## Task statement:
Identify the lines in the data below that contain "pumpkin" and give only how many there are.

--- START ---

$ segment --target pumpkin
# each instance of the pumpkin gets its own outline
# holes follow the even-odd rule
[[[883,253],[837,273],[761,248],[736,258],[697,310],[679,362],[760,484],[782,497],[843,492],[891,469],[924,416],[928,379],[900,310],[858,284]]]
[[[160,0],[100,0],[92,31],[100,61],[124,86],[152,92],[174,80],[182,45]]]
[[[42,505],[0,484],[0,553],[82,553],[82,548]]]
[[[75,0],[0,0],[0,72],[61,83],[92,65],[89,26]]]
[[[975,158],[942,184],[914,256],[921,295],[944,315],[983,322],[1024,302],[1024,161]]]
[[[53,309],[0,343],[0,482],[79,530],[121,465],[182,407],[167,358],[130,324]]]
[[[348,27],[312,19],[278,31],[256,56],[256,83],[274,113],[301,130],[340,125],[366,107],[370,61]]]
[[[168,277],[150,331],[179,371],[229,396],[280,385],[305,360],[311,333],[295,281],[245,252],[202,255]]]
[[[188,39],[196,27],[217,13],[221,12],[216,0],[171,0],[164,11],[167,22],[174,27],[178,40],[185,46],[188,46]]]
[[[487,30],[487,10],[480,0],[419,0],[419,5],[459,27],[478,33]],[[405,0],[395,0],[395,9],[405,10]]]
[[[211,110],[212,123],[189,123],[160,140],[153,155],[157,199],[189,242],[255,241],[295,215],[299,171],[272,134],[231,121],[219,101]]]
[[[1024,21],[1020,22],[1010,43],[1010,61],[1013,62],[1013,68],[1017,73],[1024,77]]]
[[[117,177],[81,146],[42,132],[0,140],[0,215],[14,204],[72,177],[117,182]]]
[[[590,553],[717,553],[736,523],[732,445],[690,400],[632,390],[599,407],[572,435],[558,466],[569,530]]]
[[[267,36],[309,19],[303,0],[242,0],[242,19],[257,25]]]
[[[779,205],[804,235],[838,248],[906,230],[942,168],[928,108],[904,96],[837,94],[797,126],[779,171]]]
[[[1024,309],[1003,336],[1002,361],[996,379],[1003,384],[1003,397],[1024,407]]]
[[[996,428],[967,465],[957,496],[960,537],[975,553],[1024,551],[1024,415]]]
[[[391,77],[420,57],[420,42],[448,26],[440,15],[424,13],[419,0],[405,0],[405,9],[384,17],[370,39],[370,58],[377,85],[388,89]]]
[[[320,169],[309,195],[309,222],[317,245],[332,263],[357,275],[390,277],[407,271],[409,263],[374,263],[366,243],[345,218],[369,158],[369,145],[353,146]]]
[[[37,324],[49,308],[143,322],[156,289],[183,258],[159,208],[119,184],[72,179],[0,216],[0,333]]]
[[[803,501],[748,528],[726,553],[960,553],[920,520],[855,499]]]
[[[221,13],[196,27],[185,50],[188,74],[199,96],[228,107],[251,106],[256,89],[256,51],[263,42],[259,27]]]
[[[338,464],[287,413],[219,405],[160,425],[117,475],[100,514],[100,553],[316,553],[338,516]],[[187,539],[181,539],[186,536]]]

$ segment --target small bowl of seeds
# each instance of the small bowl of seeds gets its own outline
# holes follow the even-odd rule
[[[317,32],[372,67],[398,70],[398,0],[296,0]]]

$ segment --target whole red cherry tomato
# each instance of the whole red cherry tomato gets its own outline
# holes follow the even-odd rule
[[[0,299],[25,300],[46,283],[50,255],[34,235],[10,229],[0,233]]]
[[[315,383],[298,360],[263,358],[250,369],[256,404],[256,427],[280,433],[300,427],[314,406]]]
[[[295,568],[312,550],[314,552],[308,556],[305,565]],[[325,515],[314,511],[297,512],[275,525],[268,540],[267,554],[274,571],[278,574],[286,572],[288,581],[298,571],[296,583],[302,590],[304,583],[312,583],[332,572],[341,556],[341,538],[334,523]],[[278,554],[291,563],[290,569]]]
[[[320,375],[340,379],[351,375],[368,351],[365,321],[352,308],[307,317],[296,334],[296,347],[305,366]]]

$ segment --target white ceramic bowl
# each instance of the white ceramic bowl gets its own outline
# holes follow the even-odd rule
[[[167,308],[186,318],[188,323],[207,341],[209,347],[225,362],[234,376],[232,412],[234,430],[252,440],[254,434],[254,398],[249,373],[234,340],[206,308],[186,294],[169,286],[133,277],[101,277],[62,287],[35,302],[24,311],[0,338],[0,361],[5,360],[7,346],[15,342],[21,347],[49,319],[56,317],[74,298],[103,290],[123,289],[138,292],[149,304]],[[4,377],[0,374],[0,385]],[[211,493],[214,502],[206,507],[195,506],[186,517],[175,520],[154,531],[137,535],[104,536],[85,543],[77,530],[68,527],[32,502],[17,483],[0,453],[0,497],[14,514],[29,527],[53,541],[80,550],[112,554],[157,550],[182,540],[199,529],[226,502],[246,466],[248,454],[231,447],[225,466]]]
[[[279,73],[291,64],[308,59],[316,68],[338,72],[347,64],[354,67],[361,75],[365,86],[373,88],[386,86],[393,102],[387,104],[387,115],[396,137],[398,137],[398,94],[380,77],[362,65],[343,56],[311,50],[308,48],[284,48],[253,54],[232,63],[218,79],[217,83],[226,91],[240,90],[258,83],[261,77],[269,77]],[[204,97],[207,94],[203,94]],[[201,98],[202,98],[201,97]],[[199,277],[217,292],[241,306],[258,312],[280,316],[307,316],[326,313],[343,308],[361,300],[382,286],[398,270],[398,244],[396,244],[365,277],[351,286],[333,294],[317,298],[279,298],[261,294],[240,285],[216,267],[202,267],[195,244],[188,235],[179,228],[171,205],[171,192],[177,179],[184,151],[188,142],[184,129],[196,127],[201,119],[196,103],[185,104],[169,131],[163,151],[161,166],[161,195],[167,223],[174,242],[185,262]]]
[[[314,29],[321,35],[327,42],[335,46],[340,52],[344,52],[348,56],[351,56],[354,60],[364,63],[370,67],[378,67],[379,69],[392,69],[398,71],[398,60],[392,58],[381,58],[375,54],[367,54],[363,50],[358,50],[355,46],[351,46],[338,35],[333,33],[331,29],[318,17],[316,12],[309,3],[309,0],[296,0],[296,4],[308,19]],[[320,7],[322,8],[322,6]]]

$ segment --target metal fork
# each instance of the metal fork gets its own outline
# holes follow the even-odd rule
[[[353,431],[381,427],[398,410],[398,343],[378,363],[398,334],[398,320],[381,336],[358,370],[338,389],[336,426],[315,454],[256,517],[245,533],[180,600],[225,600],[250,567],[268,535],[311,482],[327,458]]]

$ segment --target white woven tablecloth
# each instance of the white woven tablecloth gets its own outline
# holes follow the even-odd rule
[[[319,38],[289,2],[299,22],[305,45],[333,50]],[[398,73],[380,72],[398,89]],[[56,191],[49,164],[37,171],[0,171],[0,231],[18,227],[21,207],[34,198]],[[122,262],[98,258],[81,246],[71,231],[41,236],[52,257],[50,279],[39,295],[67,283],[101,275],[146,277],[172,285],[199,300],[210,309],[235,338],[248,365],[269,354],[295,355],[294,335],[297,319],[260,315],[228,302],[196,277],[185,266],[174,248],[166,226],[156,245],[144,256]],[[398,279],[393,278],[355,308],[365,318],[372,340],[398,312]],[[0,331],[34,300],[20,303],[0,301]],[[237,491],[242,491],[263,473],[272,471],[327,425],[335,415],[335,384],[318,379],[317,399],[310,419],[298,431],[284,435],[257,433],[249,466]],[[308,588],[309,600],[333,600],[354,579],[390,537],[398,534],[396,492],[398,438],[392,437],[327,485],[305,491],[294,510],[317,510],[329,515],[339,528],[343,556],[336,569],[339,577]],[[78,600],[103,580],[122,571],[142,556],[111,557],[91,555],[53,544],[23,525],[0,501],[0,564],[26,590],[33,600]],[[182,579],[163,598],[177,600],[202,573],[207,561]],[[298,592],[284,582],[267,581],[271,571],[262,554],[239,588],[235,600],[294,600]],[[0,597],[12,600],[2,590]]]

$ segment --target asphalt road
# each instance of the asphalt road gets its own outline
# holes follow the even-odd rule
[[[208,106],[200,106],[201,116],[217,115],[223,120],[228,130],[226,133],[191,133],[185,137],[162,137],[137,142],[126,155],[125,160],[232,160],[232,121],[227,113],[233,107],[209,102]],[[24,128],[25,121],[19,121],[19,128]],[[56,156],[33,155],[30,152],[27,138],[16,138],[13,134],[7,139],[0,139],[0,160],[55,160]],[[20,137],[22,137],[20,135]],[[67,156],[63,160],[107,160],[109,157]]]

--- END ---

## Written response:
2